▶

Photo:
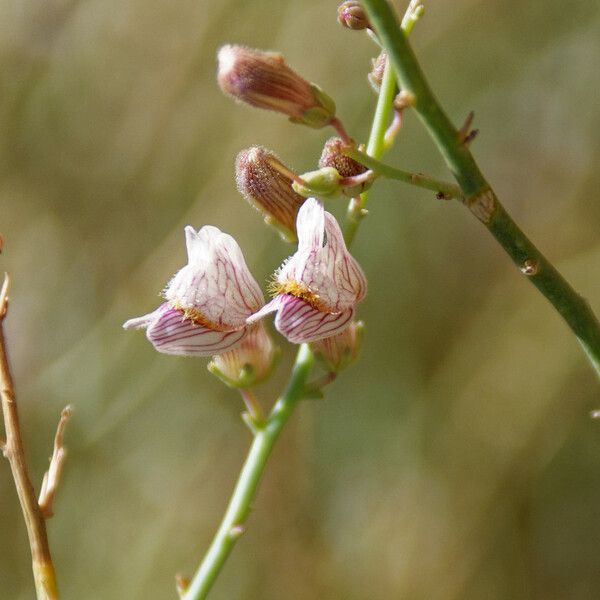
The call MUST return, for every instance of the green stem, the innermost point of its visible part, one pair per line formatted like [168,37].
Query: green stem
[376,144]
[478,193]
[232,525]
[375,147]
[448,190]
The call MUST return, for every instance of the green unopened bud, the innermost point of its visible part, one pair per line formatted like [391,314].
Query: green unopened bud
[352,15]
[261,178]
[324,183]
[377,69]
[249,363]
[332,156]
[337,352]
[263,79]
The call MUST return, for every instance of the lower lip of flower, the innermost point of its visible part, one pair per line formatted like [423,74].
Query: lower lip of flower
[298,290]
[195,316]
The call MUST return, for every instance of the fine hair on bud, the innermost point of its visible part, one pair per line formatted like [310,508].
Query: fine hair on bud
[352,15]
[268,189]
[264,80]
[332,157]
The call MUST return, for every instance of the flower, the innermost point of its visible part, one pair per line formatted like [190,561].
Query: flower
[261,179]
[263,79]
[318,287]
[207,301]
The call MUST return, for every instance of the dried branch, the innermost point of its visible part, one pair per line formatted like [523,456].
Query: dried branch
[52,475]
[43,569]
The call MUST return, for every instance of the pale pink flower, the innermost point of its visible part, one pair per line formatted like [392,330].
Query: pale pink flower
[207,301]
[319,286]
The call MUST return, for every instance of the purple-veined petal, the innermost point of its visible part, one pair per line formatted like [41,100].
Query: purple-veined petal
[171,333]
[322,265]
[216,282]
[299,322]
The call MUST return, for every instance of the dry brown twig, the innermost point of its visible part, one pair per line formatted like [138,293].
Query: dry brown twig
[34,513]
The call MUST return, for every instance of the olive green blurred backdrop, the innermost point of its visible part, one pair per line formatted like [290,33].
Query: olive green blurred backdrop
[455,461]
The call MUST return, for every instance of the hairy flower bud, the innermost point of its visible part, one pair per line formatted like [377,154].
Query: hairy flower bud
[377,69]
[263,79]
[248,363]
[352,15]
[339,351]
[332,157]
[267,189]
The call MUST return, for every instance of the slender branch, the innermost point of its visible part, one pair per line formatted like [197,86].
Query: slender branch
[233,523]
[43,568]
[480,198]
[376,145]
[443,188]
[54,472]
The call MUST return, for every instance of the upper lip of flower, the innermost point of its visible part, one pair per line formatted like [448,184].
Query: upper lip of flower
[215,289]
[322,271]
[208,300]
[318,287]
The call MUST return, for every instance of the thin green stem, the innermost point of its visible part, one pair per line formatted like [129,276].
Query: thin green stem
[233,523]
[478,193]
[376,145]
[447,190]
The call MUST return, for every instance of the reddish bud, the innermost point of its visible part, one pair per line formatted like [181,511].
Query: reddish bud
[264,80]
[261,181]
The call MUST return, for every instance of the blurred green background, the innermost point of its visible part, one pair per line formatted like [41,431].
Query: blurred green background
[456,460]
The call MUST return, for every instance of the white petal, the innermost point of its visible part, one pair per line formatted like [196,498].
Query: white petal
[216,282]
[268,308]
[170,333]
[328,271]
[299,322]
[310,225]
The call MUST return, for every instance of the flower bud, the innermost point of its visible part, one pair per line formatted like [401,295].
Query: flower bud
[337,352]
[268,189]
[332,157]
[377,69]
[352,15]
[324,183]
[263,79]
[248,363]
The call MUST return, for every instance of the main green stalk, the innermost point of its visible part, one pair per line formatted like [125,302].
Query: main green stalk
[233,523]
[479,196]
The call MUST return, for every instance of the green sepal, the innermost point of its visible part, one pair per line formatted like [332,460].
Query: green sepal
[323,183]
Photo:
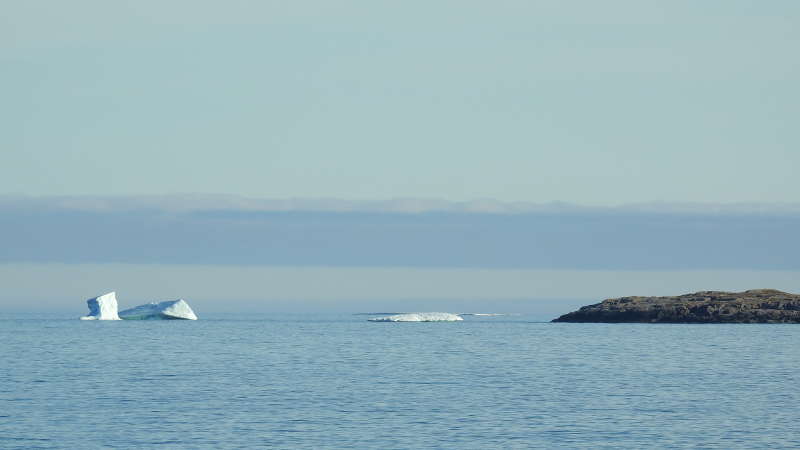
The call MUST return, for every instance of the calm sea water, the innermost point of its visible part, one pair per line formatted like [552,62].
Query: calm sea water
[327,381]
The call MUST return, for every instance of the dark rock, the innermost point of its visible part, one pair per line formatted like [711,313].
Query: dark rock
[754,306]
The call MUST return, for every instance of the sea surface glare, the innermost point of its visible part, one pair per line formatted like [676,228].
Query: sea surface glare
[337,381]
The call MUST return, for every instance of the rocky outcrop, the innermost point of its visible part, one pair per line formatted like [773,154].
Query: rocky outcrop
[754,306]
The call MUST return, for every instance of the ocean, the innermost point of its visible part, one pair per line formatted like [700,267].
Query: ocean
[339,381]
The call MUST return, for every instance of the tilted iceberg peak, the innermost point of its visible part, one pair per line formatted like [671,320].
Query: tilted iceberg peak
[171,309]
[103,307]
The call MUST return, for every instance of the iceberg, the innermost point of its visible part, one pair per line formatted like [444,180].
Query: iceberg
[419,317]
[168,310]
[103,307]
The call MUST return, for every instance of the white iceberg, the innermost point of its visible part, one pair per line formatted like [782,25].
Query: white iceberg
[103,307]
[419,317]
[171,309]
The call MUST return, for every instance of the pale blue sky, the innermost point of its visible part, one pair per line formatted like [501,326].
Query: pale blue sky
[580,101]
[585,102]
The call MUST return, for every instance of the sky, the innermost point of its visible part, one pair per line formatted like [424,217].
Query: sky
[577,101]
[439,149]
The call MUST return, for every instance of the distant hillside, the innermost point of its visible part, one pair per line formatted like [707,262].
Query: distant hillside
[754,306]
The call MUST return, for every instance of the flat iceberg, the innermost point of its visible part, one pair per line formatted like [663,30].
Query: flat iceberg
[168,310]
[103,307]
[418,317]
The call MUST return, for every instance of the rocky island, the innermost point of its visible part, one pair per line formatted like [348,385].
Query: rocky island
[753,306]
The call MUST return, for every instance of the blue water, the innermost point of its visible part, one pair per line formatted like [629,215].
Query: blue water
[328,381]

◀

-- Stated goal --
Copy out all of the items above word for word, leaving out the pictures.

-- Response to the task --
Photo:
The call MUST return, for every instance of the green stem, the innermost point of its visible part, one pair per line formatted like [168,37].
Query: green stem
[376,144]
[478,193]
[232,525]
[375,147]
[448,190]
The call MUST return, for every instance of the green unopened bud, the innermost point of its visible part, one pair per line formatted like [391,314].
Query: green unopened bud
[352,15]
[261,178]
[324,183]
[377,69]
[249,363]
[332,156]
[337,352]
[263,79]
The call MUST return, for every instance of the lower lip of flower, the innermost point of its visible part, one pair per line formatted like [423,74].
Query: lower lip of flower
[298,290]
[195,316]
The call MUST return, for every instance of the fine hair on bud, the innermost point of its visible part, one pair per line formatted like [310,508].
Query: fine hair on bud
[352,15]
[268,189]
[264,80]
[332,157]
The call MUST return, for every instance of the flower, the innermost point of its visible part, one pair per line formatted like [190,561].
Query: flower
[261,179]
[263,79]
[318,287]
[207,301]
The call MUST return, for every instance of the dried branch, the innermost point of its visible part, one pair per line formatted like [523,456].
Query: dried branch
[52,475]
[43,569]
The call MUST return, for every instance of the pale pink flower, the innermost point of its visible part, one pair per line formatted like [392,330].
Query: pale pink flower
[207,301]
[319,286]
The call MUST return, for every instance of the purple-veined petal, the innermost point of its visible part, one pair per line formatted like [41,100].
Query: purple-veined petal
[171,333]
[322,265]
[216,282]
[299,322]
The call MUST return, for every instance of the dry brown twig, the innermost point of its visible part, one pair per line formatted like [138,293].
Query: dry brown twig
[34,513]
The call MUST return, for every instance of the olive green blurred backdrop, the innermost point of its visible part, one pair per line formatted like [290,33].
Query: olive green blurred backdrop
[455,461]
The call MUST return, for every instance of the hairy flower bud, the innermost point of its visible part, one pair per line formatted like [377,154].
Query: hairy flower bud
[377,69]
[263,79]
[248,363]
[352,15]
[339,351]
[332,157]
[267,189]
The call MUST return, for every instance of the slender branch, the innermost point of its visible part, one pair per line formatted like [197,86].
Query: slender branch
[233,523]
[43,568]
[480,198]
[376,145]
[443,188]
[54,472]
The call MUST return, for every instance of the upper lip of flower, the innermost point of its visible part, one pair per line formatted like [448,184].
Query: upper lip of flower
[215,289]
[322,271]
[208,300]
[318,287]
The call MUST return, for every instance of the thin green stem, the innermost point of its visible part, one pair per line formatted like [129,276].
Query: thin green stem
[233,523]
[478,193]
[376,145]
[447,190]
The call MUST return, for every instance of the reddish bud, the innermost point of its visible part, one pair per line formatted like [181,511].
Query: reddish bud
[264,80]
[261,181]
The call MUST return, for every instance of the blurred green background, the innermost point of its visible part, one pair per line formatted like [41,431].
Query: blurred green background
[456,460]
The call MUST return, for every instance of the white petal, the innermost point of its visible part, one pair per line formatted like [196,498].
Query: white petal
[216,282]
[268,308]
[170,333]
[328,271]
[299,322]
[310,225]
The call MUST return, for every instance of the flower bud, the innermost point of its visible part, one pair per line formatted like [401,295].
Query: flower bud
[337,352]
[268,189]
[332,157]
[377,69]
[352,15]
[324,183]
[263,79]
[248,363]
The call MUST return, for every instance of the main green stalk, the innermost point of its visible part, one pair per line formatted like [125,302].
Query: main green stalk
[233,523]
[479,196]
The call MUST return, for every instance of the green sepal, the innermost point of its visible part, one pair per line formatted like [332,460].
Query: green sepal
[323,183]
Photo:
The call MUST return, for every instance of the calm sea water, the innermost point of its visible part, one pair per line formatted like [552,62].
Query: calm sea water
[327,381]
The call MUST return, for every instance of the dark rock, the innermost point of its visible part, one pair per line formatted like [711,313].
Query: dark rock
[754,306]
The call MUST return, for every instance of the sea surface glare, the innermost point of its visible part, one pair per line formatted like [676,228].
Query: sea surface glare
[337,381]
The call MUST return, for every instance of the rocky outcrop, the innermost point of its visible part, one pair per line formatted like [773,154].
Query: rocky outcrop
[754,306]
The call MUST return, for every instance of the ocean, the innermost point of its visible part, one pair per line formatted like [700,267].
Query: ocean
[339,381]
The call MUST return, for every instance of the tilted iceberg peak, the innermost point of its visible part, one pair per line formatted like [671,320].
Query: tilted iceberg peak
[171,309]
[103,307]
The call MUST return, for every instance of the iceberg, the innermost point of its visible part, one pair per line formatted like [444,180].
Query: iceberg
[419,317]
[168,310]
[103,307]
The call MUST return, for every instance of the white iceberg, the innermost point of its visible part, one pair per line formatted like [782,25].
Query: white iceberg
[103,307]
[419,317]
[171,309]
The call MUST return, for every instance of the pale blue sky, the innermost point of its visible part, one pair per line formatted like [501,326].
Query: pale blue sky
[580,101]
[585,102]
The call MUST return, for every instance of the sky, the innermost point of its visible part, one pair per line formatted like [424,217].
Query: sky
[577,101]
[439,149]
The call MUST return, for every instance of the distant hillside, the innermost point of its visible part, one pair per line formatted like [707,262].
Query: distant hillside
[754,306]
The call MUST return, for every instance of the flat iceberg, the innermost point of its visible part, one pair per line formatted like [663,30].
Query: flat iceberg
[168,310]
[103,307]
[418,317]
The call MUST return, for every instance of the rocky island, the innermost point of its visible part, one pair per line formatted like [348,385].
Query: rocky island
[753,306]
The call MUST return, for every instance of the blue water, the innermost point of its visible part, one pair per line formatted like [629,215].
Query: blue water
[328,381]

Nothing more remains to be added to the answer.